■ Page extract
Re: Whitespace facet and validation from Michael Kay on 2010-11-17 (xmlschema-dev@w3.org from November 2010)

From: Michael Kay <mike@saxonica.com>
Date: Wed, 17 Nov 2010 09:27:50 +0000
To: "Thomson, Martin" <Martin.Thomson@andrew.com>
CC: "xmlschema-dev@w3.org" <xmlschema-dev@w3.org>
Message-ID: <4CE3A016.8060705@saxonica.com>
Yes, this is a complicated area, and it's not very clearly described in 
the specs.

The processing model is as follows:

(1) XML processing normalizes attribute values and expands entity and 
character references. You're talking about an element here so I'm not 
sure why you cited attribute normalization; but either way, entity and 
character references are expanded before schema processing starts. The 
output of this stage is an infoset, which acts as the input to the 
schema processor.

(2) The schema processor preprocesses whitespace in the element or 
attribute according to the whitespace facet for the relevant type. For 
xs:token and most other data types, this has the value "collapse", which 
removes leading and trailing whitespace, and reduces internal whitespace 
to a single space (x20) character.

(3) The value after whitespace preprocessing must be in the lexical 
space of the data type. In the case of xs:token (a data type whose name 
is singularly inappropriate and misleading, by the way), the definition 
of the lexical space is such that the result of whitespace preprocessing 
will always be a value in the lexical space.

(4) This lexical value is then converted to a value in the value space 
of the data type. For xs:token and other subtypes of xs:string, this is 
essentially a null operation.

So the answer to your question is that when you use xs:token in a 
schema, values encountered in instance documents will always be valid 
regardless what whitespace they contain, and regardless whether it is 
written using entity or character references. The value space does not 
allow certain combinations of whitespace, but this will never cause 
validation errors, because the whitespace facet ensures that such 
sequences will never occur after whitespace preprocessing.

Michael Kay
Saxonica

On 17/11/2010 00:27, Thomson, Martin wrote:
> I know that whitespace is an area that is filled with pitfalls, but I have been asked a very simple question and I don't know what the right answer is.
>
>    Does the value space for xs:token include U+A, U+9, U+D, or consecutive U+20 characters?
>
> Superficially at least, [1] seems to say no.  But [1] refers to [2] in its definition.  The text and examples in [2] clearly show that the product of normalization can include (at least some of) these characters by using character references (&#---;) as a form of escaping.
>
> Reading this, I had assumed that "<x>&#x20;a&#xa;</x>" would produce PSVI containing " a\n" even if the whitespace facet is set to "collapse".
>
> After being reminded that schema validation works on the infoset, I discovered remnants of whitespace handling in [3].  I find that description somewhat puzzling, but I assume that in referring to xml:space [4] it defers whitespace processing to the "application".  The description of xml:space="default" could be read in any number of ways [5].
>
> [4] requires that validating processor pass information on whitespace to applications.  That, along with [2], could suggest that the answer to the question was originally intended to be 'yes'.
>
> On the other hand, I've not found an implementation that either passes whitespace information or passes any of the above characters to an application.  So the de facto answer appears to be 'no'.
>
> I'm seeking some clarification on this question.  What is intended [6]?
>
> Cheers,
> Martin
>
> [1] http://www.w3.org/TR/xmlschema11-2/#rf-whiteSpace
> [2] http://www.w3.org/TR/xml/#AVNormalize
> [3] http://www.w3.org/TR/xml-infoset/#infoitem.character
> [4] http://www.w3.org/TR/xml/#sec-white-space
> [5] XML and XML Infoset define different whitespace handling for attribute values and element content.  Fun.
> [6] From a purely pragmatic standpoint, expecting behaviour other than what existing implementations exhibit would be foolish.  But that doesn't stop me from thinking that this could somehow be useful.  The attribute-value normalization behaviour is complex, but being able to represent any character is a useful characteristic.
Received on Wednesday, 17 November 2010 09:28:18 UTC

■ Requirement
Reproduce the passage of the mailing-list reply on whitespace handling starting at "On 17/11/2010 00:27, Thomson, Martin" and ending at "consecutive U+20 characters?".

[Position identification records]

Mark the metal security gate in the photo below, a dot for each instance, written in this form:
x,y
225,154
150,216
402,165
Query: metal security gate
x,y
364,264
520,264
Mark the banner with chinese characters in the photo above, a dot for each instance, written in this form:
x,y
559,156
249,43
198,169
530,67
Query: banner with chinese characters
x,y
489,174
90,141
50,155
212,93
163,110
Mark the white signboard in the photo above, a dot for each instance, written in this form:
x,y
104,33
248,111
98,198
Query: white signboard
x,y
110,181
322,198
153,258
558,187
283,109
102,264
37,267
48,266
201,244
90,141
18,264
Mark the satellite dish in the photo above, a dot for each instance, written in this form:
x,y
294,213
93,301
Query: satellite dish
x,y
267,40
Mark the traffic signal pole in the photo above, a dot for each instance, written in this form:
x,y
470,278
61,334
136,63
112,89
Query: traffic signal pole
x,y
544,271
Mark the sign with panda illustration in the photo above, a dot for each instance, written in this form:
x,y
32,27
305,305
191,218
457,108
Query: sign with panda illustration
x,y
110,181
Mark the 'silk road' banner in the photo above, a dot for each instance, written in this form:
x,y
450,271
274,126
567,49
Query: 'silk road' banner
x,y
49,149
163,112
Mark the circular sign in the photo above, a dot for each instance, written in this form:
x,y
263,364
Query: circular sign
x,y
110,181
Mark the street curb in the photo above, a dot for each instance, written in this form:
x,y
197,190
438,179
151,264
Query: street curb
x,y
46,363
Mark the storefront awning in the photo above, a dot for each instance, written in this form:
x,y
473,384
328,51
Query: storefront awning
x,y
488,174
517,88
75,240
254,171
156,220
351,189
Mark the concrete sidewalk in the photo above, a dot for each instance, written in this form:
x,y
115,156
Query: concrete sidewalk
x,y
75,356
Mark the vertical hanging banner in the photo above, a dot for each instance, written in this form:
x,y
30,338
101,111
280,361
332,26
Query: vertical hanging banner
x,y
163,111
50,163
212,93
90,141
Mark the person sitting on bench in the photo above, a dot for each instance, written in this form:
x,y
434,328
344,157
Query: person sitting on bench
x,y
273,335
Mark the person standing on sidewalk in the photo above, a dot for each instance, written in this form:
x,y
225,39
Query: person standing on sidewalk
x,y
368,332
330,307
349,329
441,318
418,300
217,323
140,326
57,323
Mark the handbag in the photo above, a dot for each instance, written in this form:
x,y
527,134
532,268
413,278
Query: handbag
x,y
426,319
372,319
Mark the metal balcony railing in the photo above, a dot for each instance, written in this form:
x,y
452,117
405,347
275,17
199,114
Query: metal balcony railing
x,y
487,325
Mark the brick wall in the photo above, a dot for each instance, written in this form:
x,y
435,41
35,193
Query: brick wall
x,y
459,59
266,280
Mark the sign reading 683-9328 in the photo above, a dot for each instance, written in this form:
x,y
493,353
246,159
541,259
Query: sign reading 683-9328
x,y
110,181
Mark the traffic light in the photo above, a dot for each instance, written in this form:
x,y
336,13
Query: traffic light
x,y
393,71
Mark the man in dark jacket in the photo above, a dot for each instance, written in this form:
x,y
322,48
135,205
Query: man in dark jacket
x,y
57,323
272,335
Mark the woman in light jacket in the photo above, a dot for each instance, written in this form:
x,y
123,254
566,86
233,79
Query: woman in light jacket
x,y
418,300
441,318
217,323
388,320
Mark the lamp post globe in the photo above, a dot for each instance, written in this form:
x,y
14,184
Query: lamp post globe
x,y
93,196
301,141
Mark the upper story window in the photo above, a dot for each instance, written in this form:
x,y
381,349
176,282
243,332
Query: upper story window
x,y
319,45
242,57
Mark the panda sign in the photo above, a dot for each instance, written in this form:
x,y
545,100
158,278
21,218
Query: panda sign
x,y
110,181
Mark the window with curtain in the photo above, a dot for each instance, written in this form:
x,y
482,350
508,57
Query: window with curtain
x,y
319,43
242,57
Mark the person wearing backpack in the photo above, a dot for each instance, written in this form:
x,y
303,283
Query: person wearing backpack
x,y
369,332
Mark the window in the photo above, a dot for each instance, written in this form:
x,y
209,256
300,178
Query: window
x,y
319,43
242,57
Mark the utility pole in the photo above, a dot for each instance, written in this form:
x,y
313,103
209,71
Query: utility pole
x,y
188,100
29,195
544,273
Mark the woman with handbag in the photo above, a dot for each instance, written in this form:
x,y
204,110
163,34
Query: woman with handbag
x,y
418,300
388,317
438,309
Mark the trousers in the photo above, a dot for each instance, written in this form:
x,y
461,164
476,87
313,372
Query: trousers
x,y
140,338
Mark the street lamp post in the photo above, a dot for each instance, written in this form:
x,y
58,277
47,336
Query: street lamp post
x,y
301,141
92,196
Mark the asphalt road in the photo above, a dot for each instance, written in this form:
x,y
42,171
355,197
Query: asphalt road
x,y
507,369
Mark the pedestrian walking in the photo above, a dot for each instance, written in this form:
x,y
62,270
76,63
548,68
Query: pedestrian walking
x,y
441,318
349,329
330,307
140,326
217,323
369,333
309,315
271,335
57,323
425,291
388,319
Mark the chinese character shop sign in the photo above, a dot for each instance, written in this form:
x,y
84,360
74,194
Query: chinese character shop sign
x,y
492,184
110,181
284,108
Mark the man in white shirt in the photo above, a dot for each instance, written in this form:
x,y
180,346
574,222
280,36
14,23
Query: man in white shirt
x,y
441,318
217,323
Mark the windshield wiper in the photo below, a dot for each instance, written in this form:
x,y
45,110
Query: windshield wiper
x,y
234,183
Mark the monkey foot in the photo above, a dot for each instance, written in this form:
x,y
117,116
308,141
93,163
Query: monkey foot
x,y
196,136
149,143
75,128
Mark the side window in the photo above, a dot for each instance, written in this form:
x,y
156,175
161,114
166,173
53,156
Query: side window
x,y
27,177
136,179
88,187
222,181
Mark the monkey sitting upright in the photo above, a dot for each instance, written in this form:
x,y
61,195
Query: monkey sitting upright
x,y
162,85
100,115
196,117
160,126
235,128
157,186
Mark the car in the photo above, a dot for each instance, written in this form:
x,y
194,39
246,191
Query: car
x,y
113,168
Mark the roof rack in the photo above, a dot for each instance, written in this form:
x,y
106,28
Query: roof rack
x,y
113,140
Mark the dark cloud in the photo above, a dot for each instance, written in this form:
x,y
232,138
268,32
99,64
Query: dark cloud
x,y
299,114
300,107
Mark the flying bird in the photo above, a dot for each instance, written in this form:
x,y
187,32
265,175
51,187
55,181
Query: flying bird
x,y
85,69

■ Problem solution
On 17/11/2010 00:27, Thomson, Martin wrote:
> I know that whitespace is an area that is filled with pitfalls, but I have been asked a very simple question and I don't know what the right answer is.
>
>    Does the value space for xs:token include U+A, U+9, U+D, or consecutive U+20 characters?